Region labeling records
— Begin —
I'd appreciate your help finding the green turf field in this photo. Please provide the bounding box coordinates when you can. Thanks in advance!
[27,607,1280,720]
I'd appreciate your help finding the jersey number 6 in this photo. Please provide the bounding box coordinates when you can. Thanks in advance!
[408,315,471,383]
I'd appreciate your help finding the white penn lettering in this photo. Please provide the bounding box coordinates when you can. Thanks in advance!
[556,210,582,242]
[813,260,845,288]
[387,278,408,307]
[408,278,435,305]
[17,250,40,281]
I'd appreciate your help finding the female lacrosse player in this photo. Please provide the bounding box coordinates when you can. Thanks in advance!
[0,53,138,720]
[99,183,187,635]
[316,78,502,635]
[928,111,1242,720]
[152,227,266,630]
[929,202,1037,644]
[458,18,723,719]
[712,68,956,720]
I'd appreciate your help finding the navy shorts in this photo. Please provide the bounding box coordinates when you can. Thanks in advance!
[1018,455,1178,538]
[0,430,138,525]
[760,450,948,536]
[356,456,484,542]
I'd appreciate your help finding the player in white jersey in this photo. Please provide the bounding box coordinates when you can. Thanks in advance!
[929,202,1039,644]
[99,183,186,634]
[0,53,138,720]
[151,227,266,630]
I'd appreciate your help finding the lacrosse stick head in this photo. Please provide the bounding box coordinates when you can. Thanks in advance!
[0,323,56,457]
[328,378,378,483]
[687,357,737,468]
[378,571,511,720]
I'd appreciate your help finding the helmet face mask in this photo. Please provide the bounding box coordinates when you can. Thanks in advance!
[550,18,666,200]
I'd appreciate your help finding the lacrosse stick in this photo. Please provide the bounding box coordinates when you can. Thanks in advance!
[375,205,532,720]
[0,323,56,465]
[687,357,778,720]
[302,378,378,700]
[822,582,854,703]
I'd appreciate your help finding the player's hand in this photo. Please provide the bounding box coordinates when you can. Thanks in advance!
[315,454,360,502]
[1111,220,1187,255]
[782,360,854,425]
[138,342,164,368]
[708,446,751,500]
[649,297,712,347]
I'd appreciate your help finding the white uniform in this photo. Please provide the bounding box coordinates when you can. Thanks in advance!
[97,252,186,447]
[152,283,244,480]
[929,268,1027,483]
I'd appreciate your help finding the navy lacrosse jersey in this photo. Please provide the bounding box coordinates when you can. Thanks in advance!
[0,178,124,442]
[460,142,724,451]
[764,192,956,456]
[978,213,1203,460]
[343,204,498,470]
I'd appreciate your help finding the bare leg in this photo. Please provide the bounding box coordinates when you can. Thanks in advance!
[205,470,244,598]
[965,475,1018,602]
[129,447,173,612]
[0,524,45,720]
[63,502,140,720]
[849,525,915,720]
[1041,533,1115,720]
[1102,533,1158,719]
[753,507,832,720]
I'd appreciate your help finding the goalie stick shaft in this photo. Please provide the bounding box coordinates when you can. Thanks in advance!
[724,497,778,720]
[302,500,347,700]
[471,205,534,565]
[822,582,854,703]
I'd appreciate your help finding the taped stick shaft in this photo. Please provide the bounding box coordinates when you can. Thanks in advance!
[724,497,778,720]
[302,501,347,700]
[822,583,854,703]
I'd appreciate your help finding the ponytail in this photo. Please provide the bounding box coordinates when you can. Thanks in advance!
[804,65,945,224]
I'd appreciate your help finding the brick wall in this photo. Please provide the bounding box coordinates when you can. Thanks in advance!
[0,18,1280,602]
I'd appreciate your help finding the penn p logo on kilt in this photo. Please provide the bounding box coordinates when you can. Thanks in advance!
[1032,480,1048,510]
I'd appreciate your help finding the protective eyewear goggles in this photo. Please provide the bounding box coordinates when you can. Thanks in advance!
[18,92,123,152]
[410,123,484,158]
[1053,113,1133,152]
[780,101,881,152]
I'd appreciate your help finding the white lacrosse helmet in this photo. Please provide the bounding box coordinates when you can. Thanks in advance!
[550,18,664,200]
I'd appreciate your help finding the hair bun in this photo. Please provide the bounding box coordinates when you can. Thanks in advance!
— End —
Turn all of the records above into a numbered list, leaving out any blank lines.

1. I'd appreciate your help finding the green turf field in this photo. Please provide the bounding box coordinates when you can. Thanks in advance!
2. [27,607,1280,720]
3. I'd appreciate your help finding the jersey number 6 in this photo. Please provide the bounding box coordinates when you can. Thanks in advance!
4. [408,315,471,383]
5. I'd appreciate your help finding the white penn lettering in this photo. Please provide the bounding box coordinates when you can. Thanks in advance!
6. [556,210,582,242]
7. [813,260,845,288]
8. [387,278,408,307]
9. [408,278,435,305]
10. [17,250,40,281]
11. I'd appreciate your help finding the female lacrosse player in this photo. Please provide the bounding box coordinates when you can. Thanks in advance!
12. [0,53,138,720]
13. [99,183,187,635]
14. [316,78,502,635]
15. [928,111,1242,720]
16. [152,227,266,630]
17. [929,202,1037,644]
18. [458,18,723,719]
19. [712,68,956,720]
20. I'd appreciate your help finding the navy shorts in this photo. Please provide the bounding box coordinates when you can. Thanks in advance!
21. [1018,455,1178,538]
22. [0,430,138,525]
23. [760,450,948,536]
24. [356,456,484,542]
25. I'd appreciate your help finding the player in white jersey in this photo. Please provide the bounding box coordinates when you can. Thanks in advance!
26. [929,202,1039,644]
27. [99,183,186,634]
28. [0,53,138,720]
29. [151,227,266,630]
30. I'd appreciate your help finding the lacrosse stick head in this photo. Please provide the bounding box coordinates when you can. Thanks in advance!
31. [0,323,56,457]
32. [328,378,378,483]
33. [687,357,737,468]
34. [378,571,511,720]
35. I'd appreciate your help finding the helmet face mask in this photo. Please provide the bounding box coordinates when you can. Thanks in advance!
36. [550,18,666,200]
37. I'd appreciate your help finding the lacrosse stick in this photo. Please provide the bounding box coordinates when you can. Thanks in advance!
38. [375,205,532,720]
39. [0,323,56,465]
40. [687,357,778,720]
41. [302,378,378,700]
42. [822,582,854,703]
43. I'd appreciate your help finding the player's hand in this photo. Please provide the bounding box coordinates when you can. Thanks in advance!
44. [315,454,360,502]
45. [1111,220,1187,255]
46. [782,360,854,425]
47. [138,342,164,368]
48. [708,446,751,500]
49. [649,297,712,347]
50. I'd appreciate your help finding the white uniform in this photo. Please provide the bounding box coordinates when you can. Thanks in advance!
51. [97,252,186,447]
52. [152,283,244,480]
53. [929,268,1027,483]
54. I'd appreciate your help finding the navy lacrosse jersey in this photo. Please provide the bounding box coordinates when you can. Thanks in advance!
55. [0,178,124,442]
56. [460,142,724,451]
57. [764,192,956,456]
58. [978,213,1203,460]
59. [343,204,498,470]
60. I'd appreciate your help finding the bare leg in this photo. Please provide the bounding box coordinates when you can. Thanks in advance!
61. [205,470,244,598]
62. [965,475,1018,602]
63. [129,447,173,612]
64. [0,524,45,720]
65. [63,502,140,720]
66. [849,525,915,720]
67. [1041,533,1115,720]
68. [1102,533,1158,719]
69. [753,507,832,720]
70. I'd appreciate your help finding the goalie stick shaft in this photo. Please provide the bounding box coordinates when you can. Thanks in advance!
71. [724,497,778,720]
72. [302,500,347,700]
73. [471,205,534,565]
74. [822,582,854,703]
75. I'd appreciate your help finding the taped stick shaft in this photo. Please provide the bounding box coordinates when you can. Thanks in advance!
76. [724,497,778,720]
77. [302,501,347,700]
78. [822,583,854,703]
79. I'd appreciate your help finding the ponytail in this photo. Please provide the bounding box coordinates when you can. Thanks in advance!
80. [804,65,945,224]
81. I'd appreciate your help finding the brick wall in this photo. Please provide the bounding box coordinates when you can. Thanks in advance!
82. [0,18,1280,602]
83. I'd appreciate your help finding the penn p logo on kilt in this photo. Please provide the bounding box coordinates when you can. Thanks in advance!
84. [1032,480,1048,510]
85. I'd appreciate your help finding the protective eyewear goggles in this photo. Please provide the bounding box coordinates when you can. Thanks in advance!
86. [18,92,123,152]
87. [410,123,484,158]
88. [1053,113,1133,152]
89. [780,101,881,152]
90. I'd appreciate your help finding the white lacrosse helmet in this photo. Please provide the bounding box coordinates when you can. Thanks in advance!
91. [550,18,664,200]
92. I'd appreciate your help finding the hair bun in this photo. Please provide the bounding box coordinates when you can. Thanks in advance!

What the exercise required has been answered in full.